> [Text excerpt]
┄┄┄┄┄┄
Saturday, 18 June 2016

June 18 2016 - New Pain

I haven't blogged in a while. The feelings, and thinking's lately have been something I just don't feel like sharing.

About 4 days ago while walking in the kitchen with my prosthesis on, I got a very sharp, stabbing pain deep inside my stump. I could put no pressure on the prosthesis. I finally sat on the floor and removed the leg, then slid on my ass across to the wheel chair.
What would I have done, if I was in the States, out watching bears, or walking on the ranch?

Now 4 days later, if I grab the stump thigh gently, and pull the skin up toward the hip I get a very sharp pain deep inside the stump. I can slap and roughly massage the stump end, and all seems fine there. But moving the skin up toward the hip is excruciating. My little brain says there is damage from the end of the bone to the muscles that were cut off during the amputation. Pulling the muscles up into contact with the bone is when the pain occurs.
┄┄┄┄┄┄
> [Task list]
1. In the blog entry about new stump pain, where was the writer walking when the sharp pain first struck?
2. Carry the blog entry about new stump pain forward, starting after its last sentence.
The material after this is separate from the blog entry about new stump pain.

(Point location data)
┄┄┄┄┄┄
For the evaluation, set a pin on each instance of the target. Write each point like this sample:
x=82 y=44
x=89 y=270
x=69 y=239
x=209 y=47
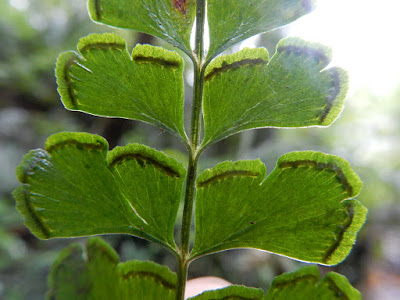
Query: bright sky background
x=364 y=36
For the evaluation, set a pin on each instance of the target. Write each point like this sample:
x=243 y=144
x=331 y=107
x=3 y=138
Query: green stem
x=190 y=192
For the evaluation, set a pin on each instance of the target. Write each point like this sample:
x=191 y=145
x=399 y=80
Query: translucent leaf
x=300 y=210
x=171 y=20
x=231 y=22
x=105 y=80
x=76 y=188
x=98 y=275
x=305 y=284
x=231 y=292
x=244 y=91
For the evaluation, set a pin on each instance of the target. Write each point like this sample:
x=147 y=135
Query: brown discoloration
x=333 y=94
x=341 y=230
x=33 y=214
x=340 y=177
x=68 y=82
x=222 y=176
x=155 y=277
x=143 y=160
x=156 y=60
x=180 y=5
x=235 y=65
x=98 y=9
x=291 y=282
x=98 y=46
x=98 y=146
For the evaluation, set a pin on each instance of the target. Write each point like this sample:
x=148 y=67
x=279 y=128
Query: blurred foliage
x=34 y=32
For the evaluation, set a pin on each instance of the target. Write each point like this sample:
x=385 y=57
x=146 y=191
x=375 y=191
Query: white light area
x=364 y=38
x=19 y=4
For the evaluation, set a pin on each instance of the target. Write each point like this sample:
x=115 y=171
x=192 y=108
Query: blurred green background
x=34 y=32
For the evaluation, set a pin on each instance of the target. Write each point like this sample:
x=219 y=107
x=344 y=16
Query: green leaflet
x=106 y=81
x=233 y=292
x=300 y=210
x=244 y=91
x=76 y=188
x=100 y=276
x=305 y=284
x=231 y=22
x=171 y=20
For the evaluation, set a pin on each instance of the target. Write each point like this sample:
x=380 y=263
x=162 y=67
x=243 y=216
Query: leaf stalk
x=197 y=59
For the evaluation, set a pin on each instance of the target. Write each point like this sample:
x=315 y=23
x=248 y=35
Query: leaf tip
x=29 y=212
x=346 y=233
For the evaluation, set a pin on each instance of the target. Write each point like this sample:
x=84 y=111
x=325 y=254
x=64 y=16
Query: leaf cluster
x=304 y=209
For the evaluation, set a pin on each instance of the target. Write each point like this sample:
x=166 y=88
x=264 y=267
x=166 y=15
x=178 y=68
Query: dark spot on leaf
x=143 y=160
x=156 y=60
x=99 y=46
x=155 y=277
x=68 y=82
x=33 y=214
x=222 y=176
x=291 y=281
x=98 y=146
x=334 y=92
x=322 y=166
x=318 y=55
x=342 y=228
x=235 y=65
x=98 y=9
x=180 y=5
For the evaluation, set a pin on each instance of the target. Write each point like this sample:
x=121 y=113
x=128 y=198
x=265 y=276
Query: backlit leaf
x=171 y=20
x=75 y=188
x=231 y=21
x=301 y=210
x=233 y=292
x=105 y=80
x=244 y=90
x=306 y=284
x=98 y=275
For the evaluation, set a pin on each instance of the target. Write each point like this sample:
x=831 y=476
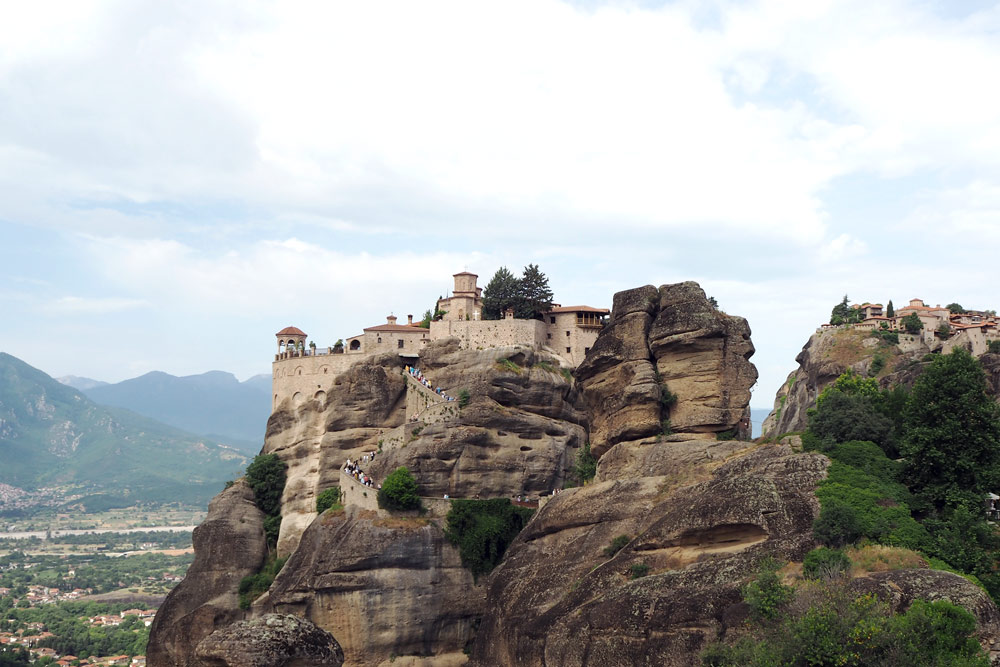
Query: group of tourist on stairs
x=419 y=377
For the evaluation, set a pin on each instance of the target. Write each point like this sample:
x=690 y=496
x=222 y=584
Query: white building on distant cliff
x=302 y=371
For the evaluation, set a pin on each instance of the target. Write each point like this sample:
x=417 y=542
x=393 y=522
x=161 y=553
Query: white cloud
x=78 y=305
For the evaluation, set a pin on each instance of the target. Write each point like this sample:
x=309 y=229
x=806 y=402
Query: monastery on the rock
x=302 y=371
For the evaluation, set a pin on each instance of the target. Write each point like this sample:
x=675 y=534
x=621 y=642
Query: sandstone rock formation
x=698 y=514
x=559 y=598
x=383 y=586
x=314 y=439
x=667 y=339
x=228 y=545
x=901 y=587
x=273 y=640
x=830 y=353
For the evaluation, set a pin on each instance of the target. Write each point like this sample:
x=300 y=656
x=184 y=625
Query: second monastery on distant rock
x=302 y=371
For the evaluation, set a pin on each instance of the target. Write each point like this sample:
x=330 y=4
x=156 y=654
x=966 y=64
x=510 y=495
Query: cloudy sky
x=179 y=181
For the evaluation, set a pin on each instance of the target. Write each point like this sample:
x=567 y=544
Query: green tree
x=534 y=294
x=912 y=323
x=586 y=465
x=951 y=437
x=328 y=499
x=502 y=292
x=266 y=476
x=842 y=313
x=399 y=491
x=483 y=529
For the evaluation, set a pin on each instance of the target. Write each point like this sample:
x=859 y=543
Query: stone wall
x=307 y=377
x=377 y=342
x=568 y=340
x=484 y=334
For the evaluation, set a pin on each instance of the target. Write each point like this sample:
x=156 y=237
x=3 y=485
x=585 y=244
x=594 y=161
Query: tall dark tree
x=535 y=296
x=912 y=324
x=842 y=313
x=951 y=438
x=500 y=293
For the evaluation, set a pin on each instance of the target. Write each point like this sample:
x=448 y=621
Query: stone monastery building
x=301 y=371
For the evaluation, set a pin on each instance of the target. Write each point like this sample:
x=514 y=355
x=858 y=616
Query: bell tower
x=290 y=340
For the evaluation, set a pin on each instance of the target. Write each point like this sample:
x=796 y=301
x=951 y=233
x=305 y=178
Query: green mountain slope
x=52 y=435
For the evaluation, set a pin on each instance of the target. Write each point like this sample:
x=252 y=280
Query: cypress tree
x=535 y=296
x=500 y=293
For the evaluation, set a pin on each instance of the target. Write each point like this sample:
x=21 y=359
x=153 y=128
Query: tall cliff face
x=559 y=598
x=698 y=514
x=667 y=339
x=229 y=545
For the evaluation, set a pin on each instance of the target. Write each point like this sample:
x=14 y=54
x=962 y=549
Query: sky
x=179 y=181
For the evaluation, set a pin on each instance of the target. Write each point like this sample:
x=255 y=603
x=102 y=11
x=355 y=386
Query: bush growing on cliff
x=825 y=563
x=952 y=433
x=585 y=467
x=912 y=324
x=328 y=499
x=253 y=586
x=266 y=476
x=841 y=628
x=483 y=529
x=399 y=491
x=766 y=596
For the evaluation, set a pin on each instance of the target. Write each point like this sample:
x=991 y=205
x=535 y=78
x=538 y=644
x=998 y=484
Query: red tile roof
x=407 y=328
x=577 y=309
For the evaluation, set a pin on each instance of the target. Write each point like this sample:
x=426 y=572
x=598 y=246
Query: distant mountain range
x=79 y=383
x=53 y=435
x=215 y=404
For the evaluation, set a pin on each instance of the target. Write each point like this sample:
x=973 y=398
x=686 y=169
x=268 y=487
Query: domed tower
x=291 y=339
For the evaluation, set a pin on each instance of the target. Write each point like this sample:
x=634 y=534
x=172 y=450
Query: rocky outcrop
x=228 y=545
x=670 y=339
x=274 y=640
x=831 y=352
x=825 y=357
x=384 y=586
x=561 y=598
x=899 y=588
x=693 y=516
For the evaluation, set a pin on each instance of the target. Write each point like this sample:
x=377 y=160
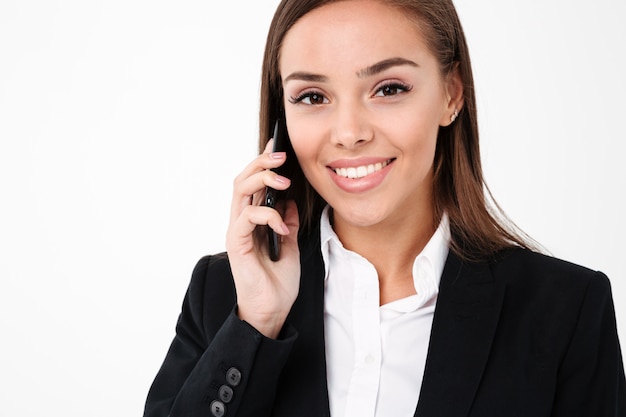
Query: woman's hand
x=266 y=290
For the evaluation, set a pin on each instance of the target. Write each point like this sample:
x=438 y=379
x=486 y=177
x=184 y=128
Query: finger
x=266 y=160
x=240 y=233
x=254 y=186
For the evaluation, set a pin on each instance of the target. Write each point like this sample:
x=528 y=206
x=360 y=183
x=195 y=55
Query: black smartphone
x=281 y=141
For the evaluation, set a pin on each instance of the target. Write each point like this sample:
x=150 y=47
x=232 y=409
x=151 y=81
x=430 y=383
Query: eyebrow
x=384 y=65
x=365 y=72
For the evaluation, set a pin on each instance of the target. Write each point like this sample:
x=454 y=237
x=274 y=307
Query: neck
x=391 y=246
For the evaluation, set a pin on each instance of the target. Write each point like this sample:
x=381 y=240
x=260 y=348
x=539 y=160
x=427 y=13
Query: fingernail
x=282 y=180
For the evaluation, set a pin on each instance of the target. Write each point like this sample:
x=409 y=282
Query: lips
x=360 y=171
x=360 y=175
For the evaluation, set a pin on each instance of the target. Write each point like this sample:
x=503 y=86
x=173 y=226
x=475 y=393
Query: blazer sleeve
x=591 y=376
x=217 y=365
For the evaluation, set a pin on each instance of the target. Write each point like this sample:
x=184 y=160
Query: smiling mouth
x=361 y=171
┄┄┄┄┄┄
> [Results]
1. In the kitchen, with the prosthesis on.

2.
I have not been able to get the silicone liner on, and the thought of putting on the socket makes me cringe. The socket would be extremely painful to get on, as I would need to shove my stump down inside the socket.
When the socket is on correctly, all my weight is on the skin of the thigh. Now, even a few ounces of pressure pulling the skin toward the hip is painful.
 I called the surgeon to make an appointment, and they said the next opening was a month away.
I have been gentle as possible for the last few days, hoping it will heal. But today it is worse than before.

So I am wheel chair bound, or crutches when necessary. Without my prosthetic leg, my world has just gotten much smaller.
If it is still bad on Monday, I'll either go to see the Surgeon and wait, or go to the emergency room, and have them call him.

My life is so complex, and dependent on things out of my control, that I think planning anything beyond what to watch on TV tonight, is futile, and tempting fate.
People ask what my plans are.  I never planed on having cancer, and did not plan on not losing a leg. Plans, and the future are not on the same page.

I am living amongst a flock of Black Swans. All the plans I was making to visit Maddie in George, and visit friends in America, were maybe just "poking the fate bear".